Überall in den besetzten Gebieten kommt es zu Mord, Folter, Raub, Entführung und Erpressung durch die Söldner, die hohe Lösegelder eintreiben. Einige Opfer kommen dadurch frei, viele andere bleiben verschwunden. Da in Rojava kurdische, arabische und Menschen diverser anderer Herkünfte weitgehend einvernehmlich zusammengelebt haben, sind von dieser Bedrohung und Drangsalierung nicht nur kurdische Familien, sondern auch arabische Clans betroffen. Zahlreiche geschilderte Fälle zeigen, daß manchmal einzelne Personen, manchmal auch ganze Gruppen, häufig aber Kinder und Jugendliche verschleppt werden, um Geldzahlungen zu erpressen. Wagt es ein Ladenbesitzer, bei Söldnern die Begleichung von Schulden einzufordern, wird er vor aller Augen geprügelt und seiner Waren samt der Kasse beraubt. Oftmals werden Menschen aus unbekannten Gründen öffentlich oder an abgelegenen Orten exekutiert, und es gibt Hinweise auf mehrere Gefängnisse und Lager, in denen offenbar Dutzende entführte Kinder und Jugendliche festgehalten und gefoltert werden.

________________________

**Aufgabe**
Prüfe, ob jede der drei Aussagen mit dem Text über die besetzten Gebiete übereinstimmt, und belege dein Ja oder Nein jeweils mit den entscheidenden Worten des Textes als wörtlichem Zitat.
1. Alle Entführten kommen durch die Zahlung von Lösegeld wieder frei.
2. Von der Bedrohung und Drangsalierung sind auch arabische Clans betroffen.
3. Ein Ladenbesitzer, der von Söldnern die Begleichung von Schulden verlangt, wird öffentlich geprügelt.
Die Einträge sind vom Text unabhängiges Material.

(Gespeicherte Einträge des Datensatzes)
________________________

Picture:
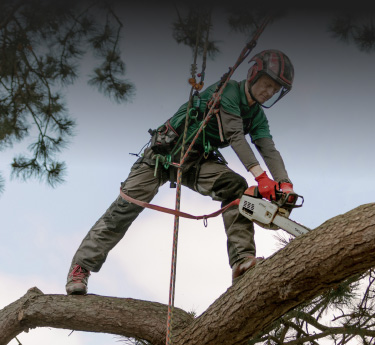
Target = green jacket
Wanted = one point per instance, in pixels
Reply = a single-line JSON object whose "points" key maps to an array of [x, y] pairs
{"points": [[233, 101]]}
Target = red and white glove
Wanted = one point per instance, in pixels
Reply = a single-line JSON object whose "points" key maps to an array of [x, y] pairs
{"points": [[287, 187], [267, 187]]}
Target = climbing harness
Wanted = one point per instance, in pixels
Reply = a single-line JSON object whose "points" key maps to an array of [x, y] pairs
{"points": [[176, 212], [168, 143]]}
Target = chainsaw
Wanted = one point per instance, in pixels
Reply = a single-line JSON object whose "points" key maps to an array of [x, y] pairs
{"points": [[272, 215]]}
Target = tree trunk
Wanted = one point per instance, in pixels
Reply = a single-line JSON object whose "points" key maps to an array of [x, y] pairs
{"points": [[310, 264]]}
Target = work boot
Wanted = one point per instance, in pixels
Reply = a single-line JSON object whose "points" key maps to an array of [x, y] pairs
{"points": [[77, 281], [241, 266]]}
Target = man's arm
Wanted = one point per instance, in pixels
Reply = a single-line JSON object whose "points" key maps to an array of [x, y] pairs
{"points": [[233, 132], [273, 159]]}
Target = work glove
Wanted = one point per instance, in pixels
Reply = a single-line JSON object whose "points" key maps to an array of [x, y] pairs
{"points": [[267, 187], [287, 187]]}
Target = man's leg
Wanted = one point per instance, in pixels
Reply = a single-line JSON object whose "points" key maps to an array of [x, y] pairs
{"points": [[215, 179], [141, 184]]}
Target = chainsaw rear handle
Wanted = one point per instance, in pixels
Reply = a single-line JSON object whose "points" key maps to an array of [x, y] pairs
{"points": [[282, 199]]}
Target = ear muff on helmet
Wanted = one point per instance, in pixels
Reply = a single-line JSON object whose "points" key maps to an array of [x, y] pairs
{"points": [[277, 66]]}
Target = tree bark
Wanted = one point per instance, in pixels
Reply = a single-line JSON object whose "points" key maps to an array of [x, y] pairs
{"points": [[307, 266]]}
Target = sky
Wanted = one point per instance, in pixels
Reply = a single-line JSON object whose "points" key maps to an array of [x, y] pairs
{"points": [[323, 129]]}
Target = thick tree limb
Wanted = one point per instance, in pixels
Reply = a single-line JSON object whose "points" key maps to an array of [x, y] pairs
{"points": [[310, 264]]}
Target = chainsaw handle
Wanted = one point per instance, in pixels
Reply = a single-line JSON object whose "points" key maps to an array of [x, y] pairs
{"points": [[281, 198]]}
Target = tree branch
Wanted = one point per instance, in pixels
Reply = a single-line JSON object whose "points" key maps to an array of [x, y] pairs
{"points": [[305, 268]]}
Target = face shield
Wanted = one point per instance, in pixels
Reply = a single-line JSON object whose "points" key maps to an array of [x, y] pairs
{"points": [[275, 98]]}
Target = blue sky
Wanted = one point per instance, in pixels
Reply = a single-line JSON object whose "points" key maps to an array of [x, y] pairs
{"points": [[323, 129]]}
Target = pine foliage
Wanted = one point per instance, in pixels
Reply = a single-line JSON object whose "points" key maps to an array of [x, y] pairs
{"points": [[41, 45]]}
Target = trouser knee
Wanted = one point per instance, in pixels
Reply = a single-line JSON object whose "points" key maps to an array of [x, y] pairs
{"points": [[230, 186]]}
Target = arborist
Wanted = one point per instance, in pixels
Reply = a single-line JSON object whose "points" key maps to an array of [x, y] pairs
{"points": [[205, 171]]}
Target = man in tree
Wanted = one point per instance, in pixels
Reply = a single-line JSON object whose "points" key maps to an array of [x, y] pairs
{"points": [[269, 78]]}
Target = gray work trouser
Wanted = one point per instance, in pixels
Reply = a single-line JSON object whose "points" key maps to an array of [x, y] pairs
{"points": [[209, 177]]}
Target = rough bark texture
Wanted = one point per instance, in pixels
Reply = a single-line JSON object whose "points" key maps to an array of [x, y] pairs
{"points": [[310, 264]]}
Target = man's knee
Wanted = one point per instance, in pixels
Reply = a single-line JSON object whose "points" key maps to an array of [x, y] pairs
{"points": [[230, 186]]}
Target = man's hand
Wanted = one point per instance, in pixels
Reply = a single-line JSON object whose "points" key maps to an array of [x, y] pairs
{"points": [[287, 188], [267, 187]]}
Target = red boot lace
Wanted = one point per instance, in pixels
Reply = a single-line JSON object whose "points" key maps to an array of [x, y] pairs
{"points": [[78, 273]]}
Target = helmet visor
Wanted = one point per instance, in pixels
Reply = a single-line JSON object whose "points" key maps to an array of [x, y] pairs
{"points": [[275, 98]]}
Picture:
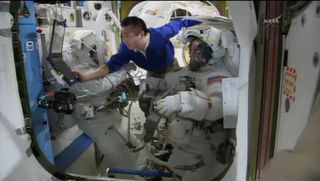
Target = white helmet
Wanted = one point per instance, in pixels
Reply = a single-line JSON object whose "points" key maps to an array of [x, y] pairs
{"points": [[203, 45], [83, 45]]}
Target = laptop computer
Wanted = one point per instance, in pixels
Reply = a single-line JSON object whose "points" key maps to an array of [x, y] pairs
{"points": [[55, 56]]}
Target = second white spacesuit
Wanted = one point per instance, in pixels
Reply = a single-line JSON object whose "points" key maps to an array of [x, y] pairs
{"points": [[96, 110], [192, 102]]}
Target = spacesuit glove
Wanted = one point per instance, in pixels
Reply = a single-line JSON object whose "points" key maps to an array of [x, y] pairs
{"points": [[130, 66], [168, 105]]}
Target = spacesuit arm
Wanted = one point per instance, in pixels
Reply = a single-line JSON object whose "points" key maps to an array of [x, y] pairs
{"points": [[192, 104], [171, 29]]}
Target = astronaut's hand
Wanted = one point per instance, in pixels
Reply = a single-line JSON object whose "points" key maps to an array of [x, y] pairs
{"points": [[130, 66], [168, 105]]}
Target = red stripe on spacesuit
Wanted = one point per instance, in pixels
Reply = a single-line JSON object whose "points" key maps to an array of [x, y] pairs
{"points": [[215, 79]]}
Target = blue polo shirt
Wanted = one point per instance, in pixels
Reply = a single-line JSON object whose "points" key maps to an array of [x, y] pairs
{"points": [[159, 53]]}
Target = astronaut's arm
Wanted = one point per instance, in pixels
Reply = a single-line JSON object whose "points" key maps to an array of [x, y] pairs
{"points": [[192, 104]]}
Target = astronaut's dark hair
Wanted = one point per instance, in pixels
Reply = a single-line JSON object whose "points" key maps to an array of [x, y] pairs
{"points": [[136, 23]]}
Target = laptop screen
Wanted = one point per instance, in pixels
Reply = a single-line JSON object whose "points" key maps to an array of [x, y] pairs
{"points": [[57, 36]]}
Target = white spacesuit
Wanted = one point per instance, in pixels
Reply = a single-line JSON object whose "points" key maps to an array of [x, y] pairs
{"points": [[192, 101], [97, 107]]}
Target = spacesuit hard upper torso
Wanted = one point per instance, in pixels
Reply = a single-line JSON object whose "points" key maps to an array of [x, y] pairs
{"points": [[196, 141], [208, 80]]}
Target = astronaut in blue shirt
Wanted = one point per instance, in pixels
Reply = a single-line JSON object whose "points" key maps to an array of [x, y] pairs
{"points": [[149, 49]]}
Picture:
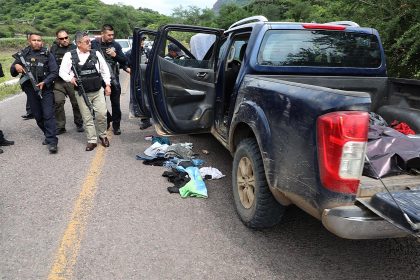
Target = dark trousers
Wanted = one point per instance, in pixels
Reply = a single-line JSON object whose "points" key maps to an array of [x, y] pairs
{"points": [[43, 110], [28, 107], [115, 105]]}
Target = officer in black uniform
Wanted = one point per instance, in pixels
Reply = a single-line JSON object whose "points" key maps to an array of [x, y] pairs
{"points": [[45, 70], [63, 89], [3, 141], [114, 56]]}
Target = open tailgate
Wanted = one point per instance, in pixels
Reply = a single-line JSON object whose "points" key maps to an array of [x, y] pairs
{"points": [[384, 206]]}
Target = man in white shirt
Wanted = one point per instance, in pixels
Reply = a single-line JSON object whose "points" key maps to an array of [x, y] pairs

________________________

**Vollständige Lösung**
1. Nein: „Einige Opfer kommen dadurch frei, viele andere bleiben verschwunden.“
2. Ja: „nicht nur kurdische Familien, sondern auch arabische Clans betroffen“
3. Ja: „wird er vor aller Augen geprügelt“